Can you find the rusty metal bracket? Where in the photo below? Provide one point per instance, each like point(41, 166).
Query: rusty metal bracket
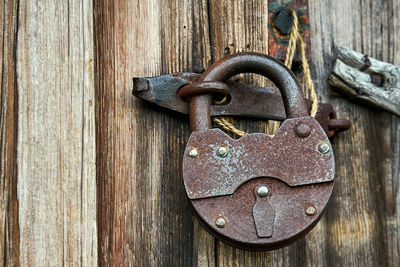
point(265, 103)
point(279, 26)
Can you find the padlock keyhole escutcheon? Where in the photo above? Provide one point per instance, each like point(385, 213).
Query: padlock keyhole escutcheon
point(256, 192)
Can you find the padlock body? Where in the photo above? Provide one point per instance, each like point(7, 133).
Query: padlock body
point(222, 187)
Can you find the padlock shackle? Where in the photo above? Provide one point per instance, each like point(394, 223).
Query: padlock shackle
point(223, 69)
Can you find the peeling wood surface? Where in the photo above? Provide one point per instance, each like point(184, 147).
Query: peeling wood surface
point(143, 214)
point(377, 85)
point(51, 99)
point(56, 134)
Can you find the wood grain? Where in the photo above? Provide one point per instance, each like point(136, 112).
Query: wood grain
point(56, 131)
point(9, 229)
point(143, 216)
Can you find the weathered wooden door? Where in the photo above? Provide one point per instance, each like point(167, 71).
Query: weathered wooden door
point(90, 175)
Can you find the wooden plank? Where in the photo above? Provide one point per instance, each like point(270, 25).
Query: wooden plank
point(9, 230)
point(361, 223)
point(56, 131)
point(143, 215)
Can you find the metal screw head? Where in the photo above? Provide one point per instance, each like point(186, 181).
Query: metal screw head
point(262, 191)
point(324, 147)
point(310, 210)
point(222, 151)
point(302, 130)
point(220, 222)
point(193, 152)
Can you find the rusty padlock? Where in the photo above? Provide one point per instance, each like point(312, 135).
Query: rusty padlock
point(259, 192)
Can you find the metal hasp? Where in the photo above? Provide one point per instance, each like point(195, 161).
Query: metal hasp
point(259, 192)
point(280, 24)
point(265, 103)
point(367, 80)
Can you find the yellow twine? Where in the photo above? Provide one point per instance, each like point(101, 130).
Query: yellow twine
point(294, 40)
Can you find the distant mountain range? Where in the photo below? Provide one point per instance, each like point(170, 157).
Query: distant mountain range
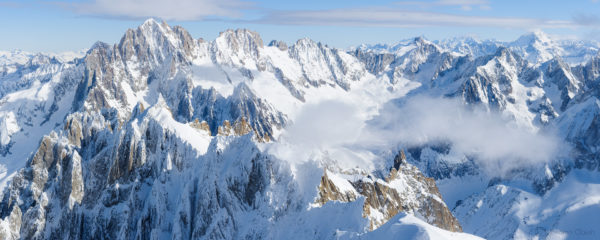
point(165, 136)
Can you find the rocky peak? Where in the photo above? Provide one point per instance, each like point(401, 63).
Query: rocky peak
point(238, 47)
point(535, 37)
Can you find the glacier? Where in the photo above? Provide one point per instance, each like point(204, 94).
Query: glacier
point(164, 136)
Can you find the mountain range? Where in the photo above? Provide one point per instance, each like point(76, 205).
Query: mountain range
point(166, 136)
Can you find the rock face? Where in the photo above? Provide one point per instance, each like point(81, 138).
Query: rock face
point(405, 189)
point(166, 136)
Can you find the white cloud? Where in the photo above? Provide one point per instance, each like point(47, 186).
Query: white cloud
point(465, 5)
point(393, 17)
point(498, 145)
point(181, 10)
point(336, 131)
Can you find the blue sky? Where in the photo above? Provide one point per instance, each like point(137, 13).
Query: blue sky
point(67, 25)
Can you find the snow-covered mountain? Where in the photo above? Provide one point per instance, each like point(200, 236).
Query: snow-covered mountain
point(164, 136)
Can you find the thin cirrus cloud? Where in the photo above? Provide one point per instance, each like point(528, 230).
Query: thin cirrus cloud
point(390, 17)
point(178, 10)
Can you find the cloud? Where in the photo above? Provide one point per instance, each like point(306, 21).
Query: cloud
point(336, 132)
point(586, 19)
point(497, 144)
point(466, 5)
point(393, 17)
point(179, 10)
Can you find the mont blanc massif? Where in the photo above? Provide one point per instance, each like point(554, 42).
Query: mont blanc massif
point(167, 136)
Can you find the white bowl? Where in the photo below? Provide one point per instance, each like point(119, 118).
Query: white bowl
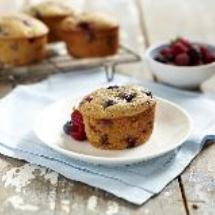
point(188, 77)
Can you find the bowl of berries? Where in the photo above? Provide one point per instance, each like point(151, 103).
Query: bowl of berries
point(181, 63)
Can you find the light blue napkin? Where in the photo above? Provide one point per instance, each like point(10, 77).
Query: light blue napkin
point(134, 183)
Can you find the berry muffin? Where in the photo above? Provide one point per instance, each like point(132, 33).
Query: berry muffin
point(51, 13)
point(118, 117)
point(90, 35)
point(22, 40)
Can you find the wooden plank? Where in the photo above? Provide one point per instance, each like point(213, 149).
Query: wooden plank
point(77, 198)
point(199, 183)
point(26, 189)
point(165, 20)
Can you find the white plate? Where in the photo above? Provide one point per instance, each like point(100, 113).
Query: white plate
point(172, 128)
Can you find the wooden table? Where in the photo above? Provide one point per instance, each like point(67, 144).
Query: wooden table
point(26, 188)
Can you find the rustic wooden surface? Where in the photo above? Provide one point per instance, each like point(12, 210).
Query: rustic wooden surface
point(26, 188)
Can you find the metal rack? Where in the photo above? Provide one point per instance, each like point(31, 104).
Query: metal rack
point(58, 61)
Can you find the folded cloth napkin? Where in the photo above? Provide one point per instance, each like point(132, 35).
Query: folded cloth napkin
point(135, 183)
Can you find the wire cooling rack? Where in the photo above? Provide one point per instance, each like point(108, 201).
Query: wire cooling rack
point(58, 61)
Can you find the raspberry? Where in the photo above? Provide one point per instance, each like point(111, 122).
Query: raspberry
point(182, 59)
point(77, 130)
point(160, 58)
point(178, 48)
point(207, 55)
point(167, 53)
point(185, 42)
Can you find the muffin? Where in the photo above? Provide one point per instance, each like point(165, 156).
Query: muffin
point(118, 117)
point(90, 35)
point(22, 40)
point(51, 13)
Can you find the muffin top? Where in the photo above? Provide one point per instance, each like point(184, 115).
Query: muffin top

### What is asked
Reproduce every one of the rows above verbatim, omitting the pictures from your reply.

### Answer below
Can you find the rusty metal bracket? Where in the photo below? Provide one point per instance, each like point(41, 166).
Query: rusty metal bracket
point(265, 103)
point(279, 26)
Can you find the padlock keyhole escutcheon? Where in the photo above? Provide one point per instance, each like point(385, 213).
Query: padlock keyhole escutcheon
point(256, 192)
Can you find the padlock body? Where in the photo above? Provide one point per instance, each like point(7, 133).
Query: padlock body
point(222, 187)
Can you find the padlock shackle? Where in the photo above? Provide one point per instance, each like point(394, 223).
Query: padlock shackle
point(223, 69)
Can you find the peeling wood surface? Where in the photo above? Provide one point per instance, each like point(184, 147).
Query: peeling wood surface
point(143, 214)
point(377, 85)
point(51, 99)
point(56, 134)
Can you find the wood grain? Where in the photo above? Provide one point per instance, each like point(136, 112).
Query: wood grain
point(56, 131)
point(9, 229)
point(143, 216)
Can you find the weathered wooden door? Where in the photo above? Provide one point per instance, each like point(167, 71).
Query: weathered wooden door
point(90, 175)
Can you find the wooden plank? Where in the photo above? Provide one point per instance, each like point(270, 25).
Query: wooden plank
point(9, 230)
point(361, 223)
point(56, 131)
point(143, 215)
Can you find the metal screw head? Where in the photo above? Provide one point per instance, each like point(186, 181).
Query: metal screw head
point(262, 191)
point(324, 147)
point(310, 210)
point(222, 151)
point(302, 130)
point(220, 222)
point(193, 152)
Can you find the rusty padlock? Where in the photo above? Provide one point per instance, each like point(312, 135).
Query: rusty padlock
point(259, 192)
Can you find the metal hasp? Where in the photo above? Provide one point per instance, each like point(195, 161).
Query: metal hasp
point(259, 192)
point(280, 24)
point(265, 103)
point(367, 80)
Can you find the yellow twine? Where in the photo above? Provide one point per instance, each like point(101, 130).
Query: yellow twine
point(294, 40)
Can you find the distant mountain range? Where in the photo below? Provide one point per instance, each like point(170, 157).
Query: distant mountain range
point(165, 136)
Can you find the rocky peak? Where in the photo above? Provide one point per instance, each like point(401, 63).
Query: rocky peak
point(238, 47)
point(535, 37)
Can you find the glacier? Where in the photo above? Provide one point per instance, each like point(204, 94).
Query: glacier
point(164, 136)
Can you find the mountain range? Where in the photo above? Provide one point per instance, each like point(76, 205).
Query: mountain range
point(166, 136)
Can you find the rock face? Where in the photo above? Provide one point per instance, each like point(81, 138).
Query: rock face
point(405, 189)
point(166, 136)
Can you find the white cloud? Where in the photo above? Provide one point per instance, each like point(47, 186).
Query: white cloud
point(465, 5)
point(393, 17)
point(498, 145)
point(181, 10)
point(336, 131)
Can you find the blue sky? Where in the photo above? Provide one point per instance, each like point(137, 13).
Query: blue sky
point(67, 25)
Can you find the snow-covered mountain? Where in the photo above? Provide one point per instance, each like point(200, 236).
Query: snow-covered mountain
point(164, 136)
Can you find the thin cirrus cloud? Where in the photo above? Provide one point per instance, each like point(528, 230).
Query: thin cirrus cloud
point(390, 17)
point(178, 10)
Can you find the cloud? Where in the photo above? Provide one point per instance, each like point(306, 21).
Query: cloud
point(336, 132)
point(586, 19)
point(497, 144)
point(466, 5)
point(393, 17)
point(179, 10)
Can you find the mont blanc massif? Where in the photo above? Provide one point per instance, each like point(554, 42).
Query: mont blanc massif
point(167, 136)
Can you find the white bowl? Where in the photo below? Provide one point per instance, each like point(119, 118).
Query: white bowl
point(188, 77)
Can you find the bowl of berries? Where in the photo above? Provide one point per instance, each like point(151, 103).
Query: bowl of berries
point(181, 63)
Can you find the light blue napkin? Where in the photo above? Provide one point per instance, each like point(10, 77).
Query: light blue napkin
point(134, 183)
Can you find the berry muffin? Where in the photo above? Provide one point per instance, each like point(132, 33).
Query: berry muffin
point(51, 13)
point(118, 117)
point(90, 35)
point(22, 40)
Can you find the wooden plank? Where in the photo above? Provide one point per instance, each like point(213, 149).
Query: wooden plank
point(77, 198)
point(199, 183)
point(26, 189)
point(165, 20)
Can you find the white plate? Where in the photo above? Provide one point per instance, each like point(100, 113).
Query: white plate
point(172, 128)
Can you find the wooden table? Where in the photo above? Provide one point per instance, each like point(67, 144).
Query: wooden table
point(26, 188)
Can you find the rustic wooden surface? Where in the photo above? Provide one point per instance, each like point(12, 210).
Query: rustic wooden surface
point(26, 188)
Can you find the metal rack? Where in the photo above? Provide one point per instance, each like point(31, 104).
Query: metal rack
point(58, 61)
Can you find the folded cloth napkin? Where in the photo above? Provide one point per instance, each like point(132, 35).
Query: folded cloth napkin
point(135, 183)
Can you find the wire cooling rack? Where in the photo above? Provide one point per instance, each like point(108, 201).
Query: wire cooling rack
point(58, 61)
Can you find the raspberry? Where in the photo above? Provide one point per instance, each like point(111, 122).
Query: raspberry
point(182, 59)
point(77, 130)
point(160, 58)
point(178, 48)
point(207, 55)
point(167, 53)
point(185, 42)
Can you find the muffin? Where in the photo above? Provide one point per instance, each like point(165, 156).
Query: muffin
point(118, 117)
point(90, 35)
point(22, 40)
point(51, 13)
Can you find the muffin top? Where in the photo above? Provide one point per instance, each like point(184, 115).
Query: muffin top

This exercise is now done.